▸ **OBJETIVO DEL EJERCICIO**
Traduce al inglés esta oración del texto sobre Unamuno: «Es posible que en Chile no nos expliquemos bien a Unamuno.»

▸ **FUENTE**
DE LA HORA QUE RUEDA

ALGO MAS SOBRE UNAMUNO.–

Es posible que en Chile no nos expliquemos bien a Unamuno. Y es que Unamuno, por sobre sus bizarrías doctórales y sus estridencias de ateneísta es un hombre y un escritor en la más noble plenitud de estos vocablos. Aquí donde decir la verdad es sinónimo de no saber vivir, tiene que sorprender la integridad moral del ingenioso hidalgo vizcaíno que arremete, pluma en mano, “contra esto y aquello”. Nuestros escritores hasta se deben reír de su actitud ante la época y su medio, lo que, por cierto, no impide que publiquen manifiestos de protesta por su destierro y hagan frasecitas valetudinarias en los grandes rotativos. Los literatos nuestros son así: peregrinos, sumisos, ajenos a todo verdadero idealismo dinámico. Viven todavía, los pobrecitos, encastillados en la famosa torre de marfil, sin fijarse en las telarañas que la cubren, ni en las grietas que van abriendo en ella las crecientes inquietudes de la humanidad.

Además, estos literatos nuestros son cobardes. Así, duramente, como suena. ¿Cuál de entre todos los que podían esgrimir la fuerza de un prestigio, cuál de los “maestros” alzó su voz condenatoria en 1920, cuando una tiranía tan burda como la de Primo de Rivera, pisoteó en nuestra tierra las libertades democráticas, saqueó bibliotecas, incendió hogares, violó mujeres y coronó sus desmanes reaccionarios con la muerte de Domingo Gómez, poeta y hombre libre? Está fresco aún el recuerdo: ninguno, para vergüenza nuestra, ninguno. Sin embargo, el caso era el mismo; sólo que entonces la tiranía estaba en casa y podía herir, y ahora se ejerce al otro lado del mar... En aquellos días, Unamuno, a quien sólo el aspecto humano del asunto podía interesar, protestó desde allá. Nuestros universitarios deben conservar todavía en su memoria agradecida, las palabras estimulantes que les enviara el huraño maestro de Salamanca.

▸ **MATERIAL PROPORCIONADO**
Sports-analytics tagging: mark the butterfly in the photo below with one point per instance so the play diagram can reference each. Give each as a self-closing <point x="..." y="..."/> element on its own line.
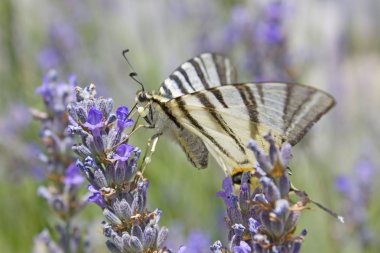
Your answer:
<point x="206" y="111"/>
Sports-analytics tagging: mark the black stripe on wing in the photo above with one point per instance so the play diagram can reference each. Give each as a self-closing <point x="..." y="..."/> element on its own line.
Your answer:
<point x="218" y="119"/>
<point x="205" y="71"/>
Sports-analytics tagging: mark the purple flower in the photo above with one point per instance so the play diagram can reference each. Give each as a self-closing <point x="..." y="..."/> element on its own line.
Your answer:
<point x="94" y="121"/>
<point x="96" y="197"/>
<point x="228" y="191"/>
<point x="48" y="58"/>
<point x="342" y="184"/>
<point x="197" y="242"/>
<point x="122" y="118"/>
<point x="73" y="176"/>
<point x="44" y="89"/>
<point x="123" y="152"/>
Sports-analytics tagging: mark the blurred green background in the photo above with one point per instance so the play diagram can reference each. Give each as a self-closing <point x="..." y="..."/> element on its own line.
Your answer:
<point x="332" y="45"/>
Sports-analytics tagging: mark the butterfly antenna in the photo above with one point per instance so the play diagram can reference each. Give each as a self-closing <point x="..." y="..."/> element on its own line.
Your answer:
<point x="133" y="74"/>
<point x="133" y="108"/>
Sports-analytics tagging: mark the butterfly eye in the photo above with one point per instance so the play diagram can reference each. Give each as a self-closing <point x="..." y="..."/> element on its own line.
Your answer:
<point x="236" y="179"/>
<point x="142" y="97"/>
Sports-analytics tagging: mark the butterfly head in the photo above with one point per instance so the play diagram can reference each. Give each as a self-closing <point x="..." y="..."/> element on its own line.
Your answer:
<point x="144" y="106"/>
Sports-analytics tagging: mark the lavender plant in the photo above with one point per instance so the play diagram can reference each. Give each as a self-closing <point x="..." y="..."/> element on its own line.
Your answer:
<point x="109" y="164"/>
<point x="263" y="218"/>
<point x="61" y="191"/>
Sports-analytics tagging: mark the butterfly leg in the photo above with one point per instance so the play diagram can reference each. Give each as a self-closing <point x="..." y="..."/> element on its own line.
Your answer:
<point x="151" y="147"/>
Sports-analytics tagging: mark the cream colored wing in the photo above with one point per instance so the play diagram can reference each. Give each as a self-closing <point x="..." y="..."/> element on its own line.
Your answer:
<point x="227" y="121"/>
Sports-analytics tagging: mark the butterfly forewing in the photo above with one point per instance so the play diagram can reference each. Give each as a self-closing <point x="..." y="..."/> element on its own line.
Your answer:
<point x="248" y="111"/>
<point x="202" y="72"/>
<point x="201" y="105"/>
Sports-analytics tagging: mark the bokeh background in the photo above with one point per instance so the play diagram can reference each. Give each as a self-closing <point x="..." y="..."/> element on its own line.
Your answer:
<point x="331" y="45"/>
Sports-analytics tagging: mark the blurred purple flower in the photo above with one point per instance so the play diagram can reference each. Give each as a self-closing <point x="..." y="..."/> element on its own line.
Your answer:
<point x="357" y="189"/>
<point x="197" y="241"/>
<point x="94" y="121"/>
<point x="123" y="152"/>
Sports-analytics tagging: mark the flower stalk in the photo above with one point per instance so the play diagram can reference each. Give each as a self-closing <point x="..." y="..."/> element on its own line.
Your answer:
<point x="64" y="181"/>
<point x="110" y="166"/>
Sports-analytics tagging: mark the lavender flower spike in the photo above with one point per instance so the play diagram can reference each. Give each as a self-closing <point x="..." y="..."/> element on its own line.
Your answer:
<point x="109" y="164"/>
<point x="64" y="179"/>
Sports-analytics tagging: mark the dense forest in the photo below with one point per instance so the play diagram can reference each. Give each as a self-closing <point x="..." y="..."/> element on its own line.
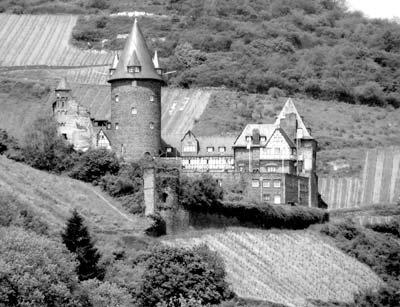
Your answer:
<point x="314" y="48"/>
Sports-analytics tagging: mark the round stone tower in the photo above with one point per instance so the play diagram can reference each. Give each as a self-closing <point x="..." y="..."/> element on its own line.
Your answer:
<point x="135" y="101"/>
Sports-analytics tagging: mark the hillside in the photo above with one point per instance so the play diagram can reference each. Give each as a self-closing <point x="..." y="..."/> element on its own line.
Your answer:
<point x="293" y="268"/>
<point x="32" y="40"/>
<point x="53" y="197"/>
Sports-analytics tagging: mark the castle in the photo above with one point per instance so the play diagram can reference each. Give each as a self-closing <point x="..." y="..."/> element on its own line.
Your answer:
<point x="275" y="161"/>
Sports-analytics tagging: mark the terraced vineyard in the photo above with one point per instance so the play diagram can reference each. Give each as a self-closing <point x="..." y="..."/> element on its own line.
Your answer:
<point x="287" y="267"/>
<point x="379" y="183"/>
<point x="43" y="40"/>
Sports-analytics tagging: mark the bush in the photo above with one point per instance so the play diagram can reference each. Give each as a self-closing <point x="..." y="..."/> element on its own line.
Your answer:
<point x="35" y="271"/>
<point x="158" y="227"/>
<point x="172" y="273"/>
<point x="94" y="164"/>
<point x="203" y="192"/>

▸ **RESULTADO DEL EJERCICIO**
It is possible that in Chile we do not properly understand Unamuno.